Count the lines in the material below that contain the string "around" with the same capitalization, and reply with only that number.

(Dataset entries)
## start

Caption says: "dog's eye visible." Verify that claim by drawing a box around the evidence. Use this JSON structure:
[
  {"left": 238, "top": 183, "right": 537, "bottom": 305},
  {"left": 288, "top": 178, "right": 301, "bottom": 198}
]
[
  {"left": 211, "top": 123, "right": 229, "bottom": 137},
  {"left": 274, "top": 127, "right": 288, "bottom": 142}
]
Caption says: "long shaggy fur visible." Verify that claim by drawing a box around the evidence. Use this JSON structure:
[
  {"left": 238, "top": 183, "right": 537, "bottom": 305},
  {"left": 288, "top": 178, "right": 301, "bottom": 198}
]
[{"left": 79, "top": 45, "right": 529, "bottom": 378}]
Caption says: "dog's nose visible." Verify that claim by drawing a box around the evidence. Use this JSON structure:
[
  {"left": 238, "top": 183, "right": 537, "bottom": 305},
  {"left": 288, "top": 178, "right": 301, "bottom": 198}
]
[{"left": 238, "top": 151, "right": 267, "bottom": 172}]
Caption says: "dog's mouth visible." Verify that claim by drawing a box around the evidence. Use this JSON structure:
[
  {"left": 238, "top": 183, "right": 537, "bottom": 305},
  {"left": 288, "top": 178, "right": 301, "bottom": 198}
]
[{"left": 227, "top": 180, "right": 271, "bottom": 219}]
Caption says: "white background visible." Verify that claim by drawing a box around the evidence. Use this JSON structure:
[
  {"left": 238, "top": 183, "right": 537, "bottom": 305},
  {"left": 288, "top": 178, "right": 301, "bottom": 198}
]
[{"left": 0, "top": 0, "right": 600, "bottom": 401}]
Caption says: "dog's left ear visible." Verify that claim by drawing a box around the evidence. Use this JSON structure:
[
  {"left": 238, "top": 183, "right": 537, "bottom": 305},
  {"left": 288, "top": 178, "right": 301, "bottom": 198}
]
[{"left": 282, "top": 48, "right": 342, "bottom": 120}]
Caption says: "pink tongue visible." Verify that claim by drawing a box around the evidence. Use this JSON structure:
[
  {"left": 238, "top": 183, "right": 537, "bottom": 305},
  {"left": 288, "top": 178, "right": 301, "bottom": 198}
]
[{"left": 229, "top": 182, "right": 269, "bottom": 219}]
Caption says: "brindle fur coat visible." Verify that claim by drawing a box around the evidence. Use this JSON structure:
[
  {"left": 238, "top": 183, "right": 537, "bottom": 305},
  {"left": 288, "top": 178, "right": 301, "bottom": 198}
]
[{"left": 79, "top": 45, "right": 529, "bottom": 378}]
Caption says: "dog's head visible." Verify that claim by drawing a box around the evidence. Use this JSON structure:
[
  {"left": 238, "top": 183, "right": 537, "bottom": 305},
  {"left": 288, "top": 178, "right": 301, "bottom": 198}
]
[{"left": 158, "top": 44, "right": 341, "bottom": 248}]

## end

*SOLUTION*.
9